Given records:
● ● ● ● ● ● ●

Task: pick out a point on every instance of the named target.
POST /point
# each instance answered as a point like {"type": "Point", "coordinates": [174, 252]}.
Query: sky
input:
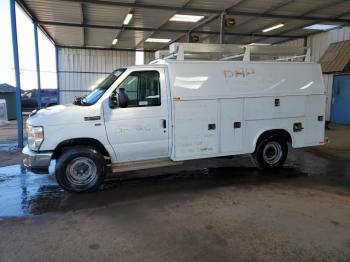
{"type": "Point", "coordinates": [25, 35]}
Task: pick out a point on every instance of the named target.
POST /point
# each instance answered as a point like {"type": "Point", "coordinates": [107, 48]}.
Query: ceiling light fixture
{"type": "Point", "coordinates": [158, 40]}
{"type": "Point", "coordinates": [115, 41]}
{"type": "Point", "coordinates": [259, 44]}
{"type": "Point", "coordinates": [186, 18]}
{"type": "Point", "coordinates": [322, 27]}
{"type": "Point", "coordinates": [273, 28]}
{"type": "Point", "coordinates": [128, 19]}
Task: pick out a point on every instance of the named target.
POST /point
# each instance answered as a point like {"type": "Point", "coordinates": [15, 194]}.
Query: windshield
{"type": "Point", "coordinates": [96, 94]}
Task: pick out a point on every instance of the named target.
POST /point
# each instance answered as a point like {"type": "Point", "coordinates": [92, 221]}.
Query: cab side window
{"type": "Point", "coordinates": [142, 88]}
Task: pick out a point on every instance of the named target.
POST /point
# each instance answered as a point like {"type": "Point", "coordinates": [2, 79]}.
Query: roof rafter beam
{"type": "Point", "coordinates": [202, 10]}
{"type": "Point", "coordinates": [133, 28]}
{"type": "Point", "coordinates": [26, 9]}
{"type": "Point", "coordinates": [207, 21]}
{"type": "Point", "coordinates": [307, 13]}
{"type": "Point", "coordinates": [161, 26]}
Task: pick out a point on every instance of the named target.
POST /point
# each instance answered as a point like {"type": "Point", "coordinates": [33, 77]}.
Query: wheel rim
{"type": "Point", "coordinates": [272, 153]}
{"type": "Point", "coordinates": [81, 171]}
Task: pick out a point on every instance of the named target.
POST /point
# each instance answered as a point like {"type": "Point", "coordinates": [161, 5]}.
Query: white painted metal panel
{"type": "Point", "coordinates": [264, 107]}
{"type": "Point", "coordinates": [231, 137]}
{"type": "Point", "coordinates": [195, 80]}
{"type": "Point", "coordinates": [192, 137]}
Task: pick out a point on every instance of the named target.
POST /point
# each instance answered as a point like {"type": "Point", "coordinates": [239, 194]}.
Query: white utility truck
{"type": "Point", "coordinates": [201, 101]}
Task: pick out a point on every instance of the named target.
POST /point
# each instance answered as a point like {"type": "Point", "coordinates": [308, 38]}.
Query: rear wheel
{"type": "Point", "coordinates": [271, 152]}
{"type": "Point", "coordinates": [80, 169]}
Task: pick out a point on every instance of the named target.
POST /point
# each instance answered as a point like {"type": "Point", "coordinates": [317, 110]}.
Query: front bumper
{"type": "Point", "coordinates": [36, 160]}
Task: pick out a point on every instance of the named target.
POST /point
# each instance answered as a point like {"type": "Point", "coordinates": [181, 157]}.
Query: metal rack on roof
{"type": "Point", "coordinates": [229, 52]}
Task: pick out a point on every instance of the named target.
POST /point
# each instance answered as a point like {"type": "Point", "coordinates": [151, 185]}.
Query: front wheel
{"type": "Point", "coordinates": [80, 169]}
{"type": "Point", "coordinates": [271, 152]}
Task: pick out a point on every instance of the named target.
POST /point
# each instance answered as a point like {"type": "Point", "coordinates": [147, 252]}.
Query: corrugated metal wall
{"type": "Point", "coordinates": [80, 70]}
{"type": "Point", "coordinates": [319, 44]}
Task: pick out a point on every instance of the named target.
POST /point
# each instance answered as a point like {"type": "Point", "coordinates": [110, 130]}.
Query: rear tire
{"type": "Point", "coordinates": [80, 169]}
{"type": "Point", "coordinates": [271, 152]}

● ● ● ● ● ● ●

Description of the task:
Write out the listing word for word, omitting the pictures it holds.

Complete response:
Task: pick out a point on every instance of the named target.
POST /point
# each instance answered as a point like {"type": "Point", "coordinates": [174, 252]}.
Query: sky
input:
{"type": "Point", "coordinates": [25, 35]}
Task: pick out a point on every instance of the named target.
POST /point
# each instance answered as a point like {"type": "Point", "coordinates": [107, 48]}.
Query: ceiling light fixture
{"type": "Point", "coordinates": [158, 40]}
{"type": "Point", "coordinates": [115, 41]}
{"type": "Point", "coordinates": [259, 44]}
{"type": "Point", "coordinates": [186, 18]}
{"type": "Point", "coordinates": [322, 27]}
{"type": "Point", "coordinates": [273, 28]}
{"type": "Point", "coordinates": [128, 19]}
Task: pick out a point on every instance of the named target.
POST /point
# each instance answered as a point like {"type": "Point", "coordinates": [15, 194]}.
Query: windshield
{"type": "Point", "coordinates": [96, 94]}
Task: pick out a point on every instance of the named target.
POST /point
# each instance answered as a point like {"type": "Point", "coordinates": [92, 221]}.
Query: cab side window
{"type": "Point", "coordinates": [142, 88]}
Task: pick out a point on every instance of the named target.
POST /point
# each instance answered as a point like {"type": "Point", "coordinates": [2, 79]}.
Query: roof rafter beam
{"type": "Point", "coordinates": [202, 10]}
{"type": "Point", "coordinates": [133, 28]}
{"type": "Point", "coordinates": [26, 9]}
{"type": "Point", "coordinates": [207, 21]}
{"type": "Point", "coordinates": [307, 13]}
{"type": "Point", "coordinates": [161, 26]}
Task: pick out a point on every instance of the named target.
POST /point
# each instance answered as a point like {"type": "Point", "coordinates": [33, 77]}.
Query: wheel rim
{"type": "Point", "coordinates": [272, 153]}
{"type": "Point", "coordinates": [81, 171]}
Task: pick out a point on every instance of the named target.
POST /point
# each instance answered as a point like {"type": "Point", "coordinates": [161, 5]}.
Query: white painted metal panel
{"type": "Point", "coordinates": [264, 107]}
{"type": "Point", "coordinates": [231, 137]}
{"type": "Point", "coordinates": [195, 80]}
{"type": "Point", "coordinates": [192, 137]}
Task: pick out a point on every instance of the named target.
POST /point
# each instance answered as a point like {"type": "Point", "coordinates": [239, 194]}.
Query: white utility truck
{"type": "Point", "coordinates": [201, 101]}
Task: pick out a point on every instance of the named target.
POST /point
# each instance answered as a point like {"type": "Point", "coordinates": [308, 38]}.
Query: rear wheel
{"type": "Point", "coordinates": [271, 152]}
{"type": "Point", "coordinates": [80, 169]}
Task: pick out a point on every instance of the named target.
POST /point
# each instance answered as a point like {"type": "Point", "coordinates": [317, 110]}.
Query: front bumper
{"type": "Point", "coordinates": [36, 160]}
Task: pick out a point on every instance of the named target.
POST /point
# each instance answered as a point like {"type": "Point", "coordinates": [181, 157]}.
Query: metal rack on roof
{"type": "Point", "coordinates": [229, 52]}
Task: pick out a point on every instance of the named target.
POST /point
# each instance answered as a point like {"type": "Point", "coordinates": [151, 185]}.
Query: front wheel
{"type": "Point", "coordinates": [80, 169]}
{"type": "Point", "coordinates": [271, 152]}
Task: pick out a point on every instance of the named target.
POST /point
# each instance answered as a point like {"type": "Point", "coordinates": [147, 252]}.
Query: corrugated metal wall
{"type": "Point", "coordinates": [80, 70]}
{"type": "Point", "coordinates": [319, 44]}
Task: pick out a point on every instance of the named target.
POST /point
# each instance answered as a point like {"type": "Point", "coordinates": [110, 130]}.
Query: rear tire
{"type": "Point", "coordinates": [80, 169]}
{"type": "Point", "coordinates": [271, 152]}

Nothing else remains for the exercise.